Top of Data under study
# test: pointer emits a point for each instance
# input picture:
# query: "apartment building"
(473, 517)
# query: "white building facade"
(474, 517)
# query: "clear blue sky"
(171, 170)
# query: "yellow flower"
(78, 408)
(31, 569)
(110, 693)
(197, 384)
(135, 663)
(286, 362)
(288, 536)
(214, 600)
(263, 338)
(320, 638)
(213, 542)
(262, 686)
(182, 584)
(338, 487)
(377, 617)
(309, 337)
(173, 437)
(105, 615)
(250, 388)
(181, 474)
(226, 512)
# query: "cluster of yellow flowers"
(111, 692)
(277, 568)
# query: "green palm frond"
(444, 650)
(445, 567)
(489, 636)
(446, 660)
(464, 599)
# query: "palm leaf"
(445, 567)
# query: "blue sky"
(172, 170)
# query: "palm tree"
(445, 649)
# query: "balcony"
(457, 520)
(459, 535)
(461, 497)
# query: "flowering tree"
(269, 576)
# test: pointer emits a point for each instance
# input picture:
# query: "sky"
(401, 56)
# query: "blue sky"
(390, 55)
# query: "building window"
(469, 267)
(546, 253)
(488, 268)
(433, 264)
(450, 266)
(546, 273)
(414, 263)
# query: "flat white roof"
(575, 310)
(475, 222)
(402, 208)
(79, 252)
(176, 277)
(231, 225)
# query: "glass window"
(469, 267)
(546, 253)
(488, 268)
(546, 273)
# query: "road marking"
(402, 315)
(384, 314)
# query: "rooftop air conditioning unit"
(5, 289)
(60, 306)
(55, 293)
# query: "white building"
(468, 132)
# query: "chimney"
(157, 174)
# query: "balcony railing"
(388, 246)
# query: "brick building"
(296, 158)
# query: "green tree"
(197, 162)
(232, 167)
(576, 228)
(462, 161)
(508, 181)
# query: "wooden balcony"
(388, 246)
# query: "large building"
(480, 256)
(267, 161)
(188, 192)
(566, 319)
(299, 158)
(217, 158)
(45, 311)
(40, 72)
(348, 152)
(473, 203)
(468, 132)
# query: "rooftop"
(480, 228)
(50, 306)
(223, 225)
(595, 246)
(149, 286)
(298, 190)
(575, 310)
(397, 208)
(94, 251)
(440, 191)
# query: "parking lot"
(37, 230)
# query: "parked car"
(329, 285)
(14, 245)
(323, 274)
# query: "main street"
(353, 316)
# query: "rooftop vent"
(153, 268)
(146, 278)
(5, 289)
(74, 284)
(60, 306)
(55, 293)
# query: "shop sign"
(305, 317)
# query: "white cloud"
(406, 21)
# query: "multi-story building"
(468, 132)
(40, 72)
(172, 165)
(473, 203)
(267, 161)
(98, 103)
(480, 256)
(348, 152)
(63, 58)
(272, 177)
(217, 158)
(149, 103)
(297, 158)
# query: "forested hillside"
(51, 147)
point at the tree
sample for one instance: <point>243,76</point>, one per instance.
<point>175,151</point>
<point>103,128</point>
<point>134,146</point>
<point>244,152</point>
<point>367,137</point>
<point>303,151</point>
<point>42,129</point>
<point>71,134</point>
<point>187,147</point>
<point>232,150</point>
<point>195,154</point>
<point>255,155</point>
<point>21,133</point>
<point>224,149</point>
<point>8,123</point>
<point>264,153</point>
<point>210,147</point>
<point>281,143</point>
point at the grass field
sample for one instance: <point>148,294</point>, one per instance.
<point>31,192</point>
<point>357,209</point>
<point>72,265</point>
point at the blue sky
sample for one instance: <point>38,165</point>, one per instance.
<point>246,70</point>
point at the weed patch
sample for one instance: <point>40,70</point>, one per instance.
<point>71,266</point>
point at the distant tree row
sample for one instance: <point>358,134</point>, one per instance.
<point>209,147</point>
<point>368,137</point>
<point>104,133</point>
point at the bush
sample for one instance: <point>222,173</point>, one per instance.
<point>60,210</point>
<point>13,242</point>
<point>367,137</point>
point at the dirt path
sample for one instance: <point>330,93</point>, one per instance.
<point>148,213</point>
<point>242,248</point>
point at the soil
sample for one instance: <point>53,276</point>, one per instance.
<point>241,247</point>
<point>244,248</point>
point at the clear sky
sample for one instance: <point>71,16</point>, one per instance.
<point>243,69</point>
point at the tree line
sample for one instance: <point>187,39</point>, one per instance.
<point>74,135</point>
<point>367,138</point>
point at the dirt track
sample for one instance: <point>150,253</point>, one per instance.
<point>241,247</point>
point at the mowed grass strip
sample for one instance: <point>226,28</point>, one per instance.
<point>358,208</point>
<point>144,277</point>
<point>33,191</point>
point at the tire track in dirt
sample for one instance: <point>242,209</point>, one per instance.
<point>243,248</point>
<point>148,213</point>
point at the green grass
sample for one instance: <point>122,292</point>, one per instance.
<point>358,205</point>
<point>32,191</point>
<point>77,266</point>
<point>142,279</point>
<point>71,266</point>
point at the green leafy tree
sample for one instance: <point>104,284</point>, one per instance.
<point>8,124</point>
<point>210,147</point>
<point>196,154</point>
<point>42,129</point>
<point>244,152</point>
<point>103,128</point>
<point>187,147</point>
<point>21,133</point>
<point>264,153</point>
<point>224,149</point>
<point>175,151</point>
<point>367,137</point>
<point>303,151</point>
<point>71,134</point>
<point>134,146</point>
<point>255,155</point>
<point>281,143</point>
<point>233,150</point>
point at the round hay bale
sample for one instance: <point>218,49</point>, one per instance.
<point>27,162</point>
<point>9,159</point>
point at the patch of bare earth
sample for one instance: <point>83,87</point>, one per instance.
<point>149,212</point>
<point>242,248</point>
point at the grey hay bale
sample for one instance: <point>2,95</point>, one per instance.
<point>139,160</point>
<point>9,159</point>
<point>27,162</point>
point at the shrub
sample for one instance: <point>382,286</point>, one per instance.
Bottom of Data under study
**What you should do**:
Every line in the records above that contains the word "dirt" should be copied out.

**Solution**:
point at the dirt path
point at the dirt track
point at the tire track in dirt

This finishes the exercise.